WRITTEN REQUEST:
Filter the material below down to every line containing the word "jacket", and copy each of those lines in full.

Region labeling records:
○ ○ ○
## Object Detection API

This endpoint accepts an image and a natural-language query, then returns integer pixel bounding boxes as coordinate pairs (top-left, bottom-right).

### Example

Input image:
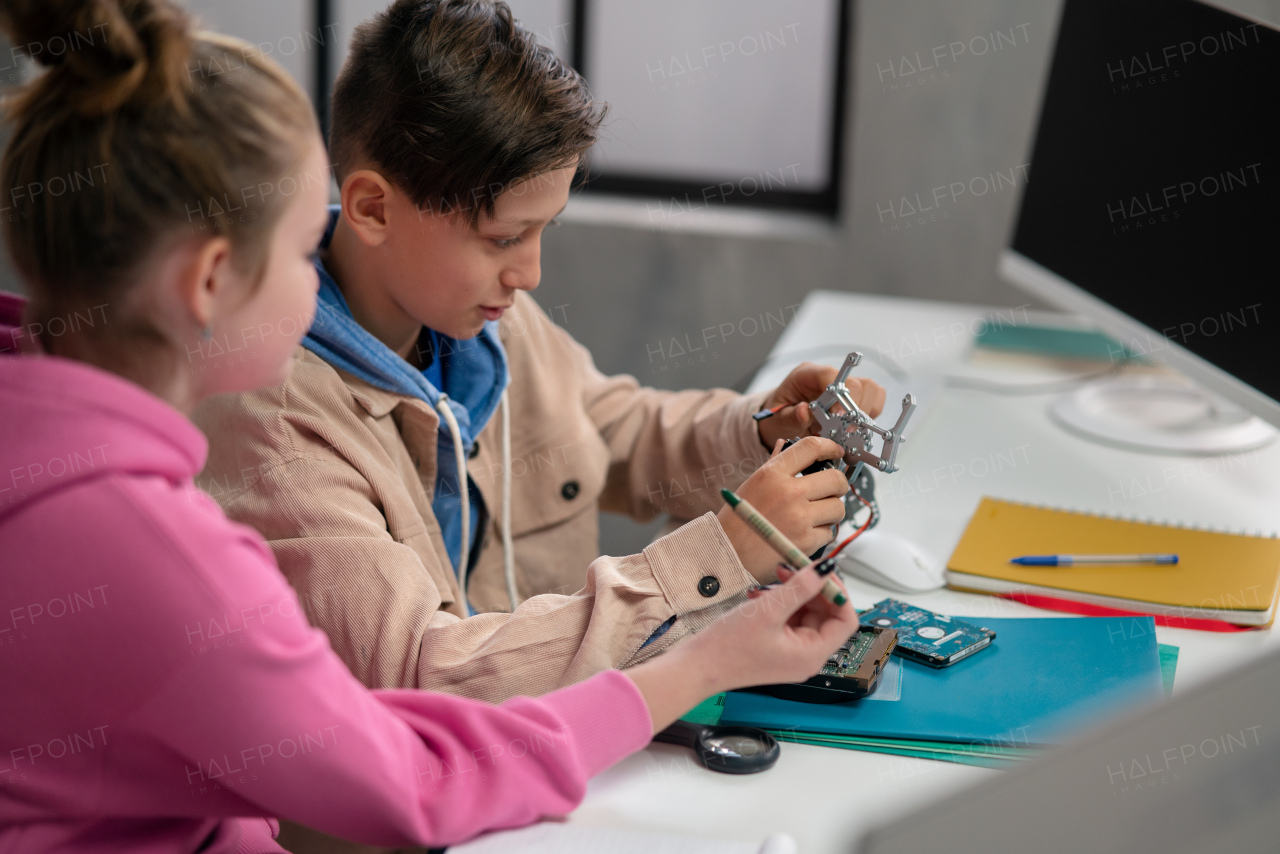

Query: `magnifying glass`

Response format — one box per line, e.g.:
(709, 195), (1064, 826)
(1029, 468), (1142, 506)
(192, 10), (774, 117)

(653, 721), (782, 773)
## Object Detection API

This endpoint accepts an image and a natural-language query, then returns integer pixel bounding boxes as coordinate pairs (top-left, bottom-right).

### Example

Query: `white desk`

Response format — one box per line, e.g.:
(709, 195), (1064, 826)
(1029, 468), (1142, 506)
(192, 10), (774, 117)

(570, 291), (1280, 854)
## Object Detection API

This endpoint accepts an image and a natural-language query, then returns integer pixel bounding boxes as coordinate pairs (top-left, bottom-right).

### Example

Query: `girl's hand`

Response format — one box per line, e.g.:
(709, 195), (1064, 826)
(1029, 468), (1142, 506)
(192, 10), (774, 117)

(627, 565), (858, 732)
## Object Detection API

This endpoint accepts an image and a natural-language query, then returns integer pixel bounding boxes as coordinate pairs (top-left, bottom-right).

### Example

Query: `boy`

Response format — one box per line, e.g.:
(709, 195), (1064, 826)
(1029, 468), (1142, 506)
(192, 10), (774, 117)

(197, 0), (883, 702)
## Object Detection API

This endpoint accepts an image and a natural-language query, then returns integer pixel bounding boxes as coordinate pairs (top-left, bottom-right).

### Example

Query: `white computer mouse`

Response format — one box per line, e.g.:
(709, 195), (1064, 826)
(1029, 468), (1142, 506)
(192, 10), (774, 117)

(836, 528), (946, 593)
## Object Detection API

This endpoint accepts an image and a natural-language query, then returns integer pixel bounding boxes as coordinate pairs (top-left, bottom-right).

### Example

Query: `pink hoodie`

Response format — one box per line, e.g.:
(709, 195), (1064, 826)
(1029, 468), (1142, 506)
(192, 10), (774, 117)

(0, 303), (652, 854)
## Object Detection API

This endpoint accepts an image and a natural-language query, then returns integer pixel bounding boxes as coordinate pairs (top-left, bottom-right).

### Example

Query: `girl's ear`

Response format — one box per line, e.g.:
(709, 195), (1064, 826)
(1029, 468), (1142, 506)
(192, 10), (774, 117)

(342, 169), (396, 246)
(178, 237), (236, 338)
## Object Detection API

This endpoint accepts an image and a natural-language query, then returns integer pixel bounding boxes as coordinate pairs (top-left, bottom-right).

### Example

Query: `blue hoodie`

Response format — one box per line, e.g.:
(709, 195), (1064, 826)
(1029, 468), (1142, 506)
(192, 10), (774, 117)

(302, 205), (511, 601)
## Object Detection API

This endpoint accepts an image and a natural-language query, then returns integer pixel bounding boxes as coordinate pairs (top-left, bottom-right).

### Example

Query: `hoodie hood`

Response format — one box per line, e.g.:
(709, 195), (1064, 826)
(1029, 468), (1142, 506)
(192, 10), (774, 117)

(302, 206), (509, 449)
(0, 356), (209, 521)
(302, 205), (511, 583)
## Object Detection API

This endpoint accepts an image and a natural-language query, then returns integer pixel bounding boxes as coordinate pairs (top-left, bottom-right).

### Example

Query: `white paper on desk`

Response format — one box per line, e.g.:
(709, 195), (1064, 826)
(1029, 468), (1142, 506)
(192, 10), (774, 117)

(449, 822), (794, 854)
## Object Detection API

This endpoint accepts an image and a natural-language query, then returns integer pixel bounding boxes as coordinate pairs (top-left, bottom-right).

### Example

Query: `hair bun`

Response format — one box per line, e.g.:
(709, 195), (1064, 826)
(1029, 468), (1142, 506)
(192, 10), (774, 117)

(0, 0), (192, 115)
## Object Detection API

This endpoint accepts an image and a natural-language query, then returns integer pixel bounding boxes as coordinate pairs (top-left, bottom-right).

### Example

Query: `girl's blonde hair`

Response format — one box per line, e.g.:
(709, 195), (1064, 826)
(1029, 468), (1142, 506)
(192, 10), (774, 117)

(0, 0), (318, 338)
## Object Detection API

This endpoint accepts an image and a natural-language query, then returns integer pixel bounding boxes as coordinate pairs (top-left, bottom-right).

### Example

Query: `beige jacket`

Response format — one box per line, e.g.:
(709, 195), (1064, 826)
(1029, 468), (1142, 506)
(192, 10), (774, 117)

(195, 293), (768, 702)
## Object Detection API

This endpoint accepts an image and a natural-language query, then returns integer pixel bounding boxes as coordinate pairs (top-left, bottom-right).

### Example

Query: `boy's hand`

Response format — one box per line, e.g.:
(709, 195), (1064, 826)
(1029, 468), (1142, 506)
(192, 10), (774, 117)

(716, 435), (849, 584)
(759, 362), (884, 448)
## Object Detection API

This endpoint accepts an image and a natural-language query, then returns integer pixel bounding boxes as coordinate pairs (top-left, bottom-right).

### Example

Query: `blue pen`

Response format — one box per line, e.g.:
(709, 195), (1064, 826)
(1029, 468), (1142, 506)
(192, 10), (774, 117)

(1009, 554), (1178, 566)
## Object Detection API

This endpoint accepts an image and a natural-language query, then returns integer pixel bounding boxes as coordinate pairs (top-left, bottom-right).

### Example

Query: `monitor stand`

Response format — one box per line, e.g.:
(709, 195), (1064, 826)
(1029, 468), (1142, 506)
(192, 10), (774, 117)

(1050, 376), (1277, 456)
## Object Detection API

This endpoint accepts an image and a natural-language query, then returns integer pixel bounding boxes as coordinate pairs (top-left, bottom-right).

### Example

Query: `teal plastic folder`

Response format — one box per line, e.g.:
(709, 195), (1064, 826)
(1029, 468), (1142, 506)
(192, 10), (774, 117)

(721, 617), (1164, 746)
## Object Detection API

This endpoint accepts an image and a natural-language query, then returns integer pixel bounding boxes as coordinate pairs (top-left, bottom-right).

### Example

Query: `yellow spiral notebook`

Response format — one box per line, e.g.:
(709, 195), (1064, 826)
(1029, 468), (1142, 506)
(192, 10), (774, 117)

(947, 498), (1280, 631)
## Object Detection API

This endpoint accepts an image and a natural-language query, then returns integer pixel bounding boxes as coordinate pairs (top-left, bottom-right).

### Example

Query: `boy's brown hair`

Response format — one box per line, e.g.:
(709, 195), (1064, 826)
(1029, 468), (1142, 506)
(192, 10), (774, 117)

(329, 0), (603, 224)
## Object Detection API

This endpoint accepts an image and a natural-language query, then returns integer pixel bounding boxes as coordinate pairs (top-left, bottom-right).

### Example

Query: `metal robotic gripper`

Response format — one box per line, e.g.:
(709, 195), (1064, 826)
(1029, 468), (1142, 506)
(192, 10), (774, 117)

(809, 351), (915, 483)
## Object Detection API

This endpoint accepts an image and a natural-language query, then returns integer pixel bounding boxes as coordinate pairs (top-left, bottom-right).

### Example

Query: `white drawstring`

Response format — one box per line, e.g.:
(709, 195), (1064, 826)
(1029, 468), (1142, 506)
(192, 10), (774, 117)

(502, 389), (520, 611)
(435, 394), (471, 612)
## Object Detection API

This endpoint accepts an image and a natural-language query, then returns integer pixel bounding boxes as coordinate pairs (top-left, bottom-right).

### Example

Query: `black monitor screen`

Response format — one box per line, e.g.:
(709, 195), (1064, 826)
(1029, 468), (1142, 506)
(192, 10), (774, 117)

(1012, 0), (1280, 399)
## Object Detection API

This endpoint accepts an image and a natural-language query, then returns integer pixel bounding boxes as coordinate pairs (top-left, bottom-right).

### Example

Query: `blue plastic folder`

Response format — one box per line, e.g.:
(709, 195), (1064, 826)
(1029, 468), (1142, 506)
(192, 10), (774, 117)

(721, 617), (1164, 746)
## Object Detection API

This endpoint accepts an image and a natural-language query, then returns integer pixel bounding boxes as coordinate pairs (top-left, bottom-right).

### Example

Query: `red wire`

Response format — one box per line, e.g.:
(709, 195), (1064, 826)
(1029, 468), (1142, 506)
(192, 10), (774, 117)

(823, 492), (876, 560)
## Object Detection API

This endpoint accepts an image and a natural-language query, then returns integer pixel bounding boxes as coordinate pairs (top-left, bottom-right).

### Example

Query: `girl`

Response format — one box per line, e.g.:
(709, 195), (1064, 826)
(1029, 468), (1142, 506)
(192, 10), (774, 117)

(0, 0), (856, 851)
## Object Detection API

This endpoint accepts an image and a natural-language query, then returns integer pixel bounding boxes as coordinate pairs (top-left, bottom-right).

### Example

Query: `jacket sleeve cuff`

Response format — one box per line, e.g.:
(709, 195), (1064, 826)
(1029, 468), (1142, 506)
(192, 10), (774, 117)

(644, 512), (755, 615)
(538, 670), (653, 777)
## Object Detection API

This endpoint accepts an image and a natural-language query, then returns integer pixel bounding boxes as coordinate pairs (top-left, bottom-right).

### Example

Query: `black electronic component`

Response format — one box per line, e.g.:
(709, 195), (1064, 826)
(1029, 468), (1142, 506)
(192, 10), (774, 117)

(858, 599), (996, 667)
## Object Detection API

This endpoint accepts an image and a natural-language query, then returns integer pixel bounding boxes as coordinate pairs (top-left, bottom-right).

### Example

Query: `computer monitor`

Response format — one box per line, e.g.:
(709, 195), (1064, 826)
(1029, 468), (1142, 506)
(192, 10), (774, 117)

(850, 652), (1280, 854)
(1000, 0), (1280, 453)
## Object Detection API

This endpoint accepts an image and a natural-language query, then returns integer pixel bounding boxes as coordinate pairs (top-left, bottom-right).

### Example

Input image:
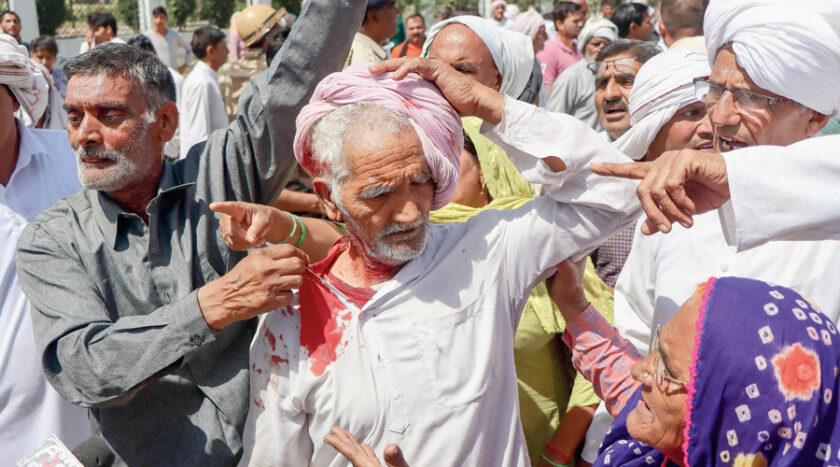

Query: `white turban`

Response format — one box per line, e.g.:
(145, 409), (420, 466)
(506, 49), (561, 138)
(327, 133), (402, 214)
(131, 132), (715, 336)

(423, 16), (534, 99)
(578, 19), (618, 52)
(613, 49), (711, 160)
(0, 34), (49, 127)
(703, 0), (840, 115)
(508, 10), (544, 40)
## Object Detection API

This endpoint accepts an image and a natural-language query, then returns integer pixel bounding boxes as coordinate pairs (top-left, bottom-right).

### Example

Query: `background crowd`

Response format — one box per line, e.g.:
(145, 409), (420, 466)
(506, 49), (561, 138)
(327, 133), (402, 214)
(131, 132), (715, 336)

(0, 0), (840, 467)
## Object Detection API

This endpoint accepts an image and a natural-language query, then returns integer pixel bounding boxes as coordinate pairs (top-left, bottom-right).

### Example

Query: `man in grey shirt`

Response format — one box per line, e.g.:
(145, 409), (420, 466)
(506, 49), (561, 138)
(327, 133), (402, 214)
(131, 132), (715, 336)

(18, 0), (366, 465)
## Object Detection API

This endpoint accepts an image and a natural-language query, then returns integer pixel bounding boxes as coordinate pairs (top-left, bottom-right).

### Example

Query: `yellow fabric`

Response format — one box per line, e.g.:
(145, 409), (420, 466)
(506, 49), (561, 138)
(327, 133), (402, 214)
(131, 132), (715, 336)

(461, 117), (534, 200)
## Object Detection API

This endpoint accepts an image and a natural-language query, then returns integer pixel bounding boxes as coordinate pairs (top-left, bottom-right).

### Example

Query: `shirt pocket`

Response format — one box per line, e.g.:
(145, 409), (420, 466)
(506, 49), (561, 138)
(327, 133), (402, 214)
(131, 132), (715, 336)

(414, 310), (493, 408)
○ ○ ○
EXERCISE OUTPUT:
Query: `beige jacket`
Query: `jacket sleeve cuff`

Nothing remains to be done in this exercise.